Written task: Convert the material below into a numbered list with one item per line, skipping any blank lines. Omit the pictures.

Supplied material:
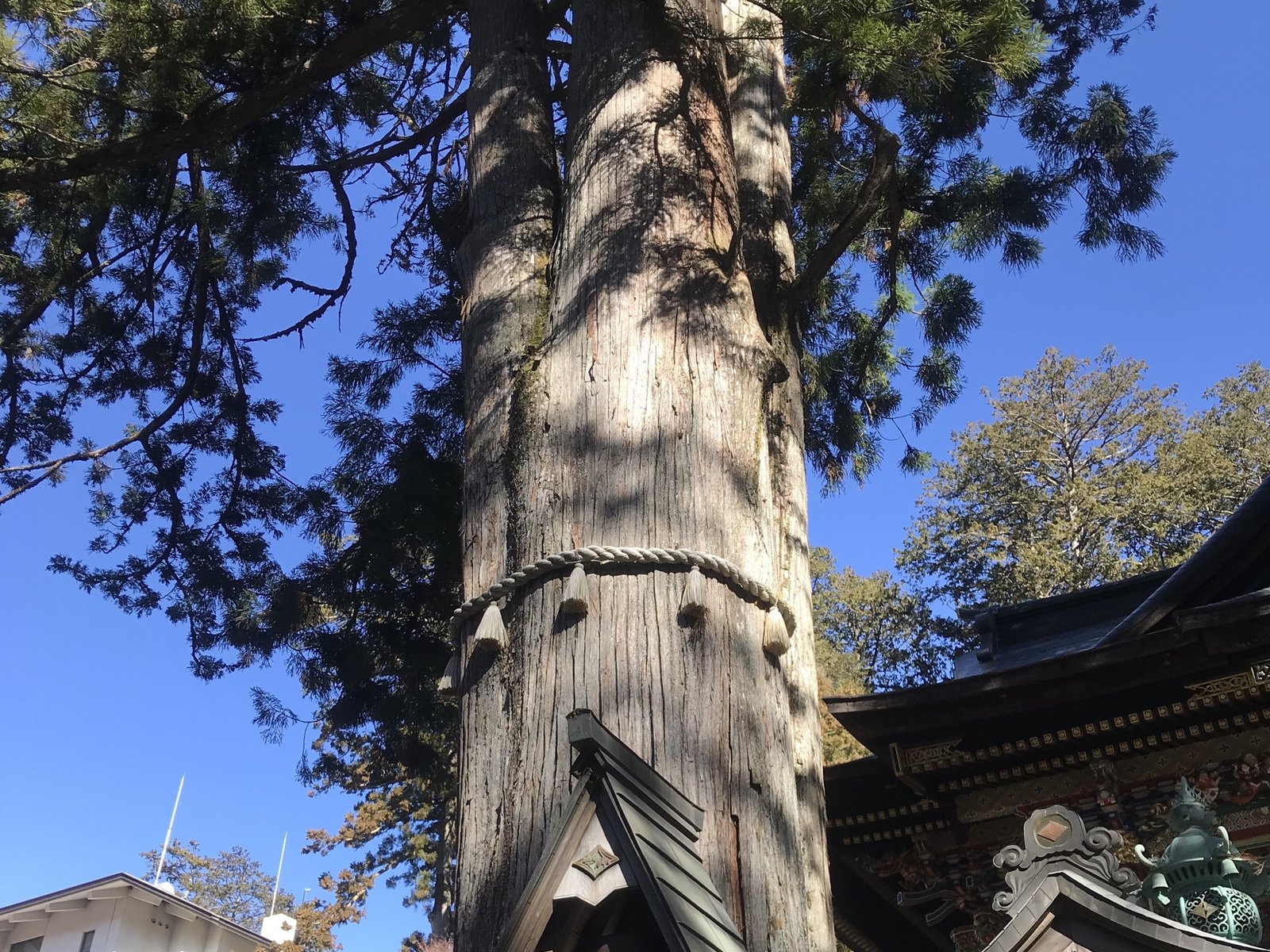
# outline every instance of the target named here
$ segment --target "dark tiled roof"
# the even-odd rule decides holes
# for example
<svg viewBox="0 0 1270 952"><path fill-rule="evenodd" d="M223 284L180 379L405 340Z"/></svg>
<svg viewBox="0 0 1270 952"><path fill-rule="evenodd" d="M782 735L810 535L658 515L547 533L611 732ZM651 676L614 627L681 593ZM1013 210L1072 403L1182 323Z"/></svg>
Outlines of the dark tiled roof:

Output of the exercise:
1. # outline every instance of the target named here
2. $ segment --target "dark tiled roof"
3. # the even-odd rule decides holes
4. # for example
5. <svg viewBox="0 0 1270 952"><path fill-rule="evenodd" d="M223 284L180 379L405 340Z"/></svg>
6. <svg viewBox="0 0 1270 952"><path fill-rule="evenodd" d="M782 735L810 535L658 515L547 533L611 732ZM651 676L614 627L681 593ZM1013 210L1072 403L1182 323Z"/></svg>
7. Outlines of the dark tiled roof:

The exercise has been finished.